(Stated task): Extract every line of the data below and reproduce each one character for character.

Region annotation entries

■ ■ ■ ■ ■

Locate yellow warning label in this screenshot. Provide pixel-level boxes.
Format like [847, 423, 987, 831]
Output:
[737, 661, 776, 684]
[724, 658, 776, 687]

■ ■ ■ ■ ■

(Written reply):
Locate yellow warning label in this screenshot. Provide pixel-level boxes.
Format like [847, 423, 987, 831]
Output:
[737, 661, 776, 684]
[724, 658, 776, 687]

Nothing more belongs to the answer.